> **EXERCISE**:
Quote the listing below in its entirety, omitting every image.

Extracted records
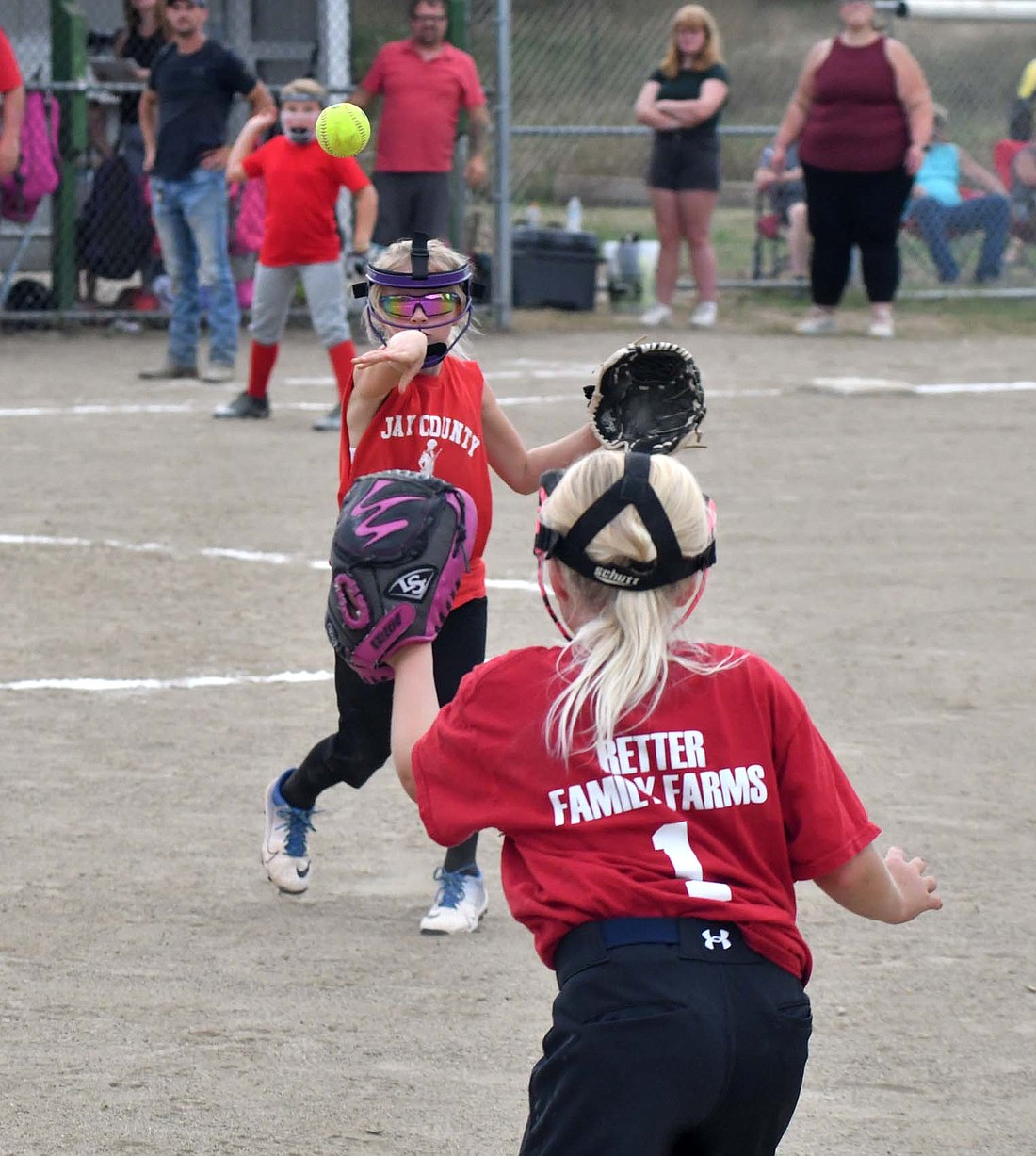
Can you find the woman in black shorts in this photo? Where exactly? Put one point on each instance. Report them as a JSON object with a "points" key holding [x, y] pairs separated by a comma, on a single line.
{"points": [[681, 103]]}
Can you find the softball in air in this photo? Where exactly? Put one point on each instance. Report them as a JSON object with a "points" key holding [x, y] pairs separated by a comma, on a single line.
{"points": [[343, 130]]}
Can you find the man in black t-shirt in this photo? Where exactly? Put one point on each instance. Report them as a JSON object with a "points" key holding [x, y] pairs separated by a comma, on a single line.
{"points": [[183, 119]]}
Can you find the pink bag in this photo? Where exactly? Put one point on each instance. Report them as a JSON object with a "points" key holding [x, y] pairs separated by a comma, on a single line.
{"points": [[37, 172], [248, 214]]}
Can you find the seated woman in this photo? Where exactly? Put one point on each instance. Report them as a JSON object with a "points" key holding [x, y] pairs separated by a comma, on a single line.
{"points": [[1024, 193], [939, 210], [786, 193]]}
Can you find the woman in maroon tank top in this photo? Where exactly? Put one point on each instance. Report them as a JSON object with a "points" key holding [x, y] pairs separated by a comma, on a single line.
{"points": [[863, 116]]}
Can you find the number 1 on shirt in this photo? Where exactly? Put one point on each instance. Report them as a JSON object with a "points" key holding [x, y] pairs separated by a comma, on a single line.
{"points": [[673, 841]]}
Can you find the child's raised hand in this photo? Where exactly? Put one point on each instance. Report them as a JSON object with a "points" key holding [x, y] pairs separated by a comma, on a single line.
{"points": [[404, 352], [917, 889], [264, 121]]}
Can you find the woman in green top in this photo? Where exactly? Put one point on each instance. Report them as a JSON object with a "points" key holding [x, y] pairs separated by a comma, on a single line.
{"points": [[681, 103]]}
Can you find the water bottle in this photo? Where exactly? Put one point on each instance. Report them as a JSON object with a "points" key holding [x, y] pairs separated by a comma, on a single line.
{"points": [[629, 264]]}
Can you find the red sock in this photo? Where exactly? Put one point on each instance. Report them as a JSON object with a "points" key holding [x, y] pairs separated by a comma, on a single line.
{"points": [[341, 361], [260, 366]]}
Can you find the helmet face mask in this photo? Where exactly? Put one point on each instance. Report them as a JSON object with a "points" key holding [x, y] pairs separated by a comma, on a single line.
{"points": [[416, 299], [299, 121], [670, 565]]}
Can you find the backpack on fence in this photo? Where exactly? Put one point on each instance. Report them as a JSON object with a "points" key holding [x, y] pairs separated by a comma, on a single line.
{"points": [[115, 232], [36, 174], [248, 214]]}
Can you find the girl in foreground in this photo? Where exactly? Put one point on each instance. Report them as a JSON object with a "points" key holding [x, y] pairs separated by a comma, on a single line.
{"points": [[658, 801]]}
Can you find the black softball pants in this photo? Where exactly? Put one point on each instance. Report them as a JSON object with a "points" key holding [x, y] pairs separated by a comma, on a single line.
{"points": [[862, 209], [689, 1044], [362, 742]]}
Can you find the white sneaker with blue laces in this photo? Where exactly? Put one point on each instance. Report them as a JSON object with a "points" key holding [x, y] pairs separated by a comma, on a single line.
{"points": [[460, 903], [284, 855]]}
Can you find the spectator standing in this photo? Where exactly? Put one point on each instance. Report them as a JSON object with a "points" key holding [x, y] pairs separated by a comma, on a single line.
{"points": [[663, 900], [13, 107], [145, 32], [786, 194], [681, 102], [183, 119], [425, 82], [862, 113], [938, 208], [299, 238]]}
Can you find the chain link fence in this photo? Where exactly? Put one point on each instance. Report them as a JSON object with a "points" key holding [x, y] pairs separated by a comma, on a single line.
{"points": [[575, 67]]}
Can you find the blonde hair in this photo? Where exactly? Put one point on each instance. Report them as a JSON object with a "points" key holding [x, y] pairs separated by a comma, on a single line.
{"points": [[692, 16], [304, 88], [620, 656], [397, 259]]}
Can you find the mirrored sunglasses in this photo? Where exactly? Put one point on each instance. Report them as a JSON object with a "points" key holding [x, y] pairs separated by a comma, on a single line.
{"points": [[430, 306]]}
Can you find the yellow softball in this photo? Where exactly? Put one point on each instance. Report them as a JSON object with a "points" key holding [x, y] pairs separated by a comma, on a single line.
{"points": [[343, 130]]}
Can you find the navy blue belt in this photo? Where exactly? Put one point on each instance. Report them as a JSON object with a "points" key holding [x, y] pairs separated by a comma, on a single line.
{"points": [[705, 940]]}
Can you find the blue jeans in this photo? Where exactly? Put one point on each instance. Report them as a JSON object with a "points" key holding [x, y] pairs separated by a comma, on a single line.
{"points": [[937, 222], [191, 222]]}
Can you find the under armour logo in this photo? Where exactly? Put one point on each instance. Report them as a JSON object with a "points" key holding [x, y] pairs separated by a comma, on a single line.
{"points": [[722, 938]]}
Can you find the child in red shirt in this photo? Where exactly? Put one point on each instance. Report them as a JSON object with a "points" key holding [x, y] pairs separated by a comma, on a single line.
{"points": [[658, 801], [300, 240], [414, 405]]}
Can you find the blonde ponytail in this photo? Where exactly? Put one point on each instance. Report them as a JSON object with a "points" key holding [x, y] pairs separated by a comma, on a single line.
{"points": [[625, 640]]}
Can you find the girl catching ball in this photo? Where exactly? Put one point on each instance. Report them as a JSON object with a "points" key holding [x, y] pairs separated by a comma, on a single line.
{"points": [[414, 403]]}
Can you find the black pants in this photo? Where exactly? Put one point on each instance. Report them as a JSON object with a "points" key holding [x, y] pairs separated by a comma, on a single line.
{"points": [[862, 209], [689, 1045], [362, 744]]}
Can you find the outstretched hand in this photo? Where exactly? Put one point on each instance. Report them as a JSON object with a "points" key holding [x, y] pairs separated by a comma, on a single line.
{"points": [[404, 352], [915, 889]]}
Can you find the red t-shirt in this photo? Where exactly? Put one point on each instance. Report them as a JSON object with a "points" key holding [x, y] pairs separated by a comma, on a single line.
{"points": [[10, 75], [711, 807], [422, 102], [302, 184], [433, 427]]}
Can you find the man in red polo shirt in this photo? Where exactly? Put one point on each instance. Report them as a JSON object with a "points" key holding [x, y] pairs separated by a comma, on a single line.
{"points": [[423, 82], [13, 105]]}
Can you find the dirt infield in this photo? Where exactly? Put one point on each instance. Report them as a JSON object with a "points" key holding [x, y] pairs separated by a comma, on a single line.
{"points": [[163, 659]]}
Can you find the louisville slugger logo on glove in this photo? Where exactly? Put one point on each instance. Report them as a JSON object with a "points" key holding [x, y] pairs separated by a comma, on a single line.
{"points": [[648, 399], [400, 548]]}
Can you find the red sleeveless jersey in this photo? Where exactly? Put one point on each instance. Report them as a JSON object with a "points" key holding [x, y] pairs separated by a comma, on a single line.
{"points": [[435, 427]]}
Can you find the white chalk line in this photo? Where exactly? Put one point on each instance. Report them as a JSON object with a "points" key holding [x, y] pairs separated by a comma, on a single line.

> **REPLY TO THE EXERCISE**:
Can you find the woman in black shorts in this photo? Where exactly? Put one point on each instance. Report them as a JSON object with a "points" key holding [x, y] pairs separated by a comma, on a single line.
{"points": [[681, 103]]}
Can you find the softball in air in this photo? Where exactly? Put one point on each instance. Report them as a JSON object with a "points" key holding [x, y] pairs separated by a comma, on a single line.
{"points": [[343, 130]]}
Can you find the man in black t-shirt in this photo? Where exactly? Put one point on each instance. Report them as a JSON object with a "points" key holding [x, y] pairs separated by a comma, on a single line.
{"points": [[183, 119]]}
Can you find the pink bag in this photo? Where exactly? Put one point on each instance. Report them as a JSON object with a "points" key holding [x, y] pairs separated by a comma, on a single line.
{"points": [[37, 172], [248, 214]]}
Can you find the seated woman in this photo? Where exactly? Put one point on each instance. Report them as a JSON object with a "points" key holding [x, y] pairs separated by a comma, on a single line.
{"points": [[1024, 193], [939, 210], [786, 193]]}
Can you find the woman in maroon tank top in this photo? Where exactly? Put one point on each instance. Report them as a JSON object with a "points" key holding [x, y] pairs separated by a comma, on a single line.
{"points": [[863, 116]]}
Can you find the number 1 on shirt in this photo? Where exactly? Put one point on each instance. Report them as a JSON object with a "points" key holding [x, y] pairs separated by a comma, on a single line.
{"points": [[673, 841]]}
Can you find the child's raised hand in this photo? Where exactly? Put one point on each instance. Report them as a JSON object with a "points" key holding [x, y] pairs separated by a comma, on a single line.
{"points": [[404, 352], [917, 889], [264, 121]]}
Can you find the woman in green top in this photo? Where exactly? Put one point on each instance. Report them as a JSON object with a "points" key holding [x, y] pairs separated by a comma, on a single line.
{"points": [[681, 103]]}
Can you find the water bottle in this photo? Where exactly? Put one point on each instance. Report them as a JSON object with a "points" key holding [x, y] pairs separated by a comma, on a single line.
{"points": [[629, 264]]}
Can you find the red sock in this photo? Where exactly? Put one point on each instance. Report them as a JSON object with a "points" key holding [x, y] pairs separated by a comma, on a single line.
{"points": [[341, 361], [260, 366]]}
Can you find the helmet face mask in this photo? Where exactly? Put one point on each instance. Report them as a JSON object with a "points" key holding [x, y] pairs separated by a comma, on a single line.
{"points": [[416, 299], [299, 121], [670, 565]]}
Can you find the backpack on fence in this photo? Where exactly? Put one point on each instance. Report them as a JSON object with a "points" key holding [x, y] pairs separated by a comma, on a single line.
{"points": [[115, 232], [36, 174], [248, 214]]}
Can you find the girl in foreground in this photo? Where exactly? Put one point on each instance. Report them as a JSON object with a "points" key holding [x, y] pairs separated by a comma, on a single line.
{"points": [[658, 801]]}
Can you find the black softball pants in this photo? Where exactly? Put one point on each instance. Report them as a JSON object with a "points" key holding [x, y] pairs separated by a comma, on a single line.
{"points": [[862, 209], [689, 1044], [362, 742]]}
Can you find the white sneaker with blue laces in this photo? Where exactly? Put one point on each instance. Report them as a JSON object with a "points" key holding [x, y] pairs separated by a comma, on a single line.
{"points": [[460, 903], [284, 855]]}
Can you find the spectator standing in this photo? Where exactly? Put one point on each instance. Report them as a JSON object with a "points" key holding [x, y] pairs separated by a comma, on a single line.
{"points": [[663, 900], [13, 107], [145, 32], [786, 194], [681, 102], [183, 119], [425, 82], [862, 113], [938, 208], [299, 238]]}
Can you find the chain link fence in this photo? Where exactly? Put one point on each instance. Report them as a JSON object with a "points" key holding [x, y] pairs separated by a comma, on a single line.
{"points": [[575, 67]]}
Can you find the blonde hair in this photo? Where exactly? Put one point on each instance. Report them as a JSON object with a "points" key holding [x, y] pairs separated by a comma, on a single line.
{"points": [[692, 16], [304, 88], [620, 656], [397, 259]]}
Can you find the mirrored sunglasses in this photo? Where exactly? Put one point on each instance. Report them as a JSON object with a "points" key holding [x, y] pairs separated by a comma, on a single line.
{"points": [[430, 306]]}
Can you find the yellow softball in this photo? Where exactly? Put one point on each instance. Report them as a JSON object with a "points" key holding [x, y] pairs separated by a comma, on a single line.
{"points": [[343, 130]]}
Can you find the navy blue belt in this photo? Where exactly? Put one point on each instance. Report them as a JSON object with a "points" key holding [x, y] pairs separated by a comma, on a single line.
{"points": [[705, 940]]}
Can you find the blue jeans in this photo? Where exactly? Put one point on each instance. Report them as a JSON object with a "points" key holding [x, y] pairs separated by a comma, on a single line.
{"points": [[937, 222], [191, 222]]}
Can you find the under armour logo in this photo? Where exactly? Put one point on each instance. Report them as a JSON object with a "points" key holding [x, y] pairs separated by a comma, on a single line.
{"points": [[722, 938]]}
Can you find the child in red shirt in this photo? Where exactly? Put one point on each instance. Report them as a JSON object with a "points" key holding [x, y] pairs separated by a comma, on a single line.
{"points": [[658, 801], [300, 240], [414, 405]]}
Can you find the blonde ponytail in this photo? Where exactly? Put one point on each instance. Report them as a JSON object with a "points" key holding [x, y] pairs separated by a comma, on a single line.
{"points": [[625, 640]]}
Can you find the girl catching ball in this photo? Where exactly? Put one point on each instance. Report them as a JSON object with a "points" key holding [x, y] pairs separated by a comma, on a single line.
{"points": [[414, 403]]}
Can you find the black pants in this photo? Where exactly? Put one point on each instance. Report them as a JSON object with a "points" key holding [x, y] pairs separated by a comma, on a single line.
{"points": [[862, 209], [689, 1045], [362, 744]]}
Can you find the outstretched hand in this photo? Where exactly? Put one point on each instance. Report them as a JSON object with a "points" key holding [x, y] pairs separated by a comma, on a single line.
{"points": [[404, 352], [915, 889]]}
Can you find the red t-shirt in this photo? Where exactly? Put one point on each instance. Report them as a JSON object with a "points" key holding [x, y] pairs separated by a comma, on a single line.
{"points": [[10, 75], [711, 807], [422, 102], [302, 184], [433, 427]]}
Can you find the man in red polo shirt in this photo? Where exactly? Put one point on each instance. Report them as a JSON object with a "points" key holding [x, y] pairs separated by a comma, on a single line.
{"points": [[423, 82], [13, 105]]}
Can you find the dirt infield in this photo? Where exactly? Put one point on each instance. Report them as a JSON object with a "points" key holding [x, y] pairs separated by a comma, on a single line.
{"points": [[163, 659]]}
Can you find the louisville slugger logo on glove in this photo? Where exactly? Put one point on each instance. Report them as a JSON object with a "points" key holding [x, y] pairs separated by a comma, on a single line.
{"points": [[648, 399], [400, 548]]}
Can you find the red sleeveless jersey in this photo? Where exactly? Put one point on each instance. Report them as a JSON object with a "points" key holding [x, y] pairs separated by a comma, on a single line.
{"points": [[435, 427]]}
Can you find the white chalk line in this photo? Where exactly? Put one point on each instance. Report them as a JSON object with a "points" key holding [x, y] pairs separated by a comma, on a single line.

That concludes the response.